(Stored items from a collection)
%%
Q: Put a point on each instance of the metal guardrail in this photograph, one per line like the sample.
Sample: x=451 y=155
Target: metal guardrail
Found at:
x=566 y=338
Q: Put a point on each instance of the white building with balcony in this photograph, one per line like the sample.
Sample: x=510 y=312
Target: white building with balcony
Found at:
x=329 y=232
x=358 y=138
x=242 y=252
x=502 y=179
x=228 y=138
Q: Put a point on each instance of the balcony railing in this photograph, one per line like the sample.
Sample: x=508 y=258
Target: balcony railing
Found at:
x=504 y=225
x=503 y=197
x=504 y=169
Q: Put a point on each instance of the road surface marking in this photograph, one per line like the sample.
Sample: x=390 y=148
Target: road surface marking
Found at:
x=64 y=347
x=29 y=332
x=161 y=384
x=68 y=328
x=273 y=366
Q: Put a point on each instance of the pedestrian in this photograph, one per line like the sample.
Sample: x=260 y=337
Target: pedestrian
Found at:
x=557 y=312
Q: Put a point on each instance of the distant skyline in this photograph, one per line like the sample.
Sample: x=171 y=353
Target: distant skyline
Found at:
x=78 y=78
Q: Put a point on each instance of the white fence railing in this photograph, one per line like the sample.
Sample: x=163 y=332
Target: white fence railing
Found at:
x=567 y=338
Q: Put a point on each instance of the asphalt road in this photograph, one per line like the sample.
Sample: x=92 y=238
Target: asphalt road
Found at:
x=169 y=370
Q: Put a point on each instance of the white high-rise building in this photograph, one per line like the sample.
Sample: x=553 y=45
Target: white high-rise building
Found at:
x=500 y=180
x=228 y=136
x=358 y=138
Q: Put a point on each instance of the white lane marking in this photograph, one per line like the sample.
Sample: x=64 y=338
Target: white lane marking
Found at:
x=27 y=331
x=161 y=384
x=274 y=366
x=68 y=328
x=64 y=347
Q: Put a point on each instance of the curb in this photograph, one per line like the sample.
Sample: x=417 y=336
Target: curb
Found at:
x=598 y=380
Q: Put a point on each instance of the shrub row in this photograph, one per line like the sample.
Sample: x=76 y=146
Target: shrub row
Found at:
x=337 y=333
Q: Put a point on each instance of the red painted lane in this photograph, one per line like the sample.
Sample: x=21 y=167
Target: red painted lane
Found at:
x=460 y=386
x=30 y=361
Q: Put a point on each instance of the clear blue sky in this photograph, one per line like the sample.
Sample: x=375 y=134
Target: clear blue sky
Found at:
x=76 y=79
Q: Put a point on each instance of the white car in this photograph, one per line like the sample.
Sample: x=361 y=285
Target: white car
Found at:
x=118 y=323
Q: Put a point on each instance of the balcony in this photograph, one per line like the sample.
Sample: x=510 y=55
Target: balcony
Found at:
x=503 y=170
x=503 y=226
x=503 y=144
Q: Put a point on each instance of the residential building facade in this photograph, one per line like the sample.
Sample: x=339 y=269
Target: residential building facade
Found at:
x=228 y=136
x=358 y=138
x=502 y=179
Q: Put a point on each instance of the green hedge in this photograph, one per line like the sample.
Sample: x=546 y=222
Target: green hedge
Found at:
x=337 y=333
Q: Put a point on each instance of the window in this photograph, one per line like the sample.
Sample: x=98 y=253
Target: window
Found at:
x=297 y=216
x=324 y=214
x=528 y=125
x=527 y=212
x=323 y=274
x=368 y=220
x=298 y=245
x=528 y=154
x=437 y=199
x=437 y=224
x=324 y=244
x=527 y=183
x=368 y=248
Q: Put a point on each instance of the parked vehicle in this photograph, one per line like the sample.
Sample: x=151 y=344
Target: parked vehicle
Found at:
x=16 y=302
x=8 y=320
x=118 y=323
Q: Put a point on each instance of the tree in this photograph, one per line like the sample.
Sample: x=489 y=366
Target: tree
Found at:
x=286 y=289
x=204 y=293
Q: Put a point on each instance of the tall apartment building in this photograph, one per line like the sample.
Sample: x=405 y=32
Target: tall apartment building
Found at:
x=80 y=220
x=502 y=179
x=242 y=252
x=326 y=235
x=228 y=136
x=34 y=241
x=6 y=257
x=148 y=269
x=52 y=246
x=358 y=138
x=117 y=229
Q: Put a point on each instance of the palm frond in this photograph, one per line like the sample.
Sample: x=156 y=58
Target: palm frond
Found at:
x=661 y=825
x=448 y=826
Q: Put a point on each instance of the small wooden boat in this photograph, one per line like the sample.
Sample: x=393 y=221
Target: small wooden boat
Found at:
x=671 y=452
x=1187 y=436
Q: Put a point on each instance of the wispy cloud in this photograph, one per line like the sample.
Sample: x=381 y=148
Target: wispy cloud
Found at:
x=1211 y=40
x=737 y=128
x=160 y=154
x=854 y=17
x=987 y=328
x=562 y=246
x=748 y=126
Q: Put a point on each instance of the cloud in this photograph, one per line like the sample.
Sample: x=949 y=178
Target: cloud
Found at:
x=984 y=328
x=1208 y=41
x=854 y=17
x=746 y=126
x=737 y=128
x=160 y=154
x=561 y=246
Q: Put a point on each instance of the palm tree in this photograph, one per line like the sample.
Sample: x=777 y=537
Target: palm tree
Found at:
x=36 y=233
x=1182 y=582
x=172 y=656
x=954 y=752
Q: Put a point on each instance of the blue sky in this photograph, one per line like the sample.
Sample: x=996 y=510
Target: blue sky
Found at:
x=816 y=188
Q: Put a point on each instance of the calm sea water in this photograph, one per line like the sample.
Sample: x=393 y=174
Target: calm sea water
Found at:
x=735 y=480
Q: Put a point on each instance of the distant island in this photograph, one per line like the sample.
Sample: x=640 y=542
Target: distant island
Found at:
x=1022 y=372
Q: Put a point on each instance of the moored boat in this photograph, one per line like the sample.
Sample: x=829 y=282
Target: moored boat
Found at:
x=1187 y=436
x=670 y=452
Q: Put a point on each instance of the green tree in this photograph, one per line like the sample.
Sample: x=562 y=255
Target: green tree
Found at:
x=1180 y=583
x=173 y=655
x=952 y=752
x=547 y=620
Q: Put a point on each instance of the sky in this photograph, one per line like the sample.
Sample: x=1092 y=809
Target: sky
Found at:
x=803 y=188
%%
→ What this task involves:
Please copy each line of the records above in which the word "small" can be found.

→ Answer:
Q: Put a point on each instance of the small wooden boat in this photograph, one per line like the sample.
Target: small wooden boat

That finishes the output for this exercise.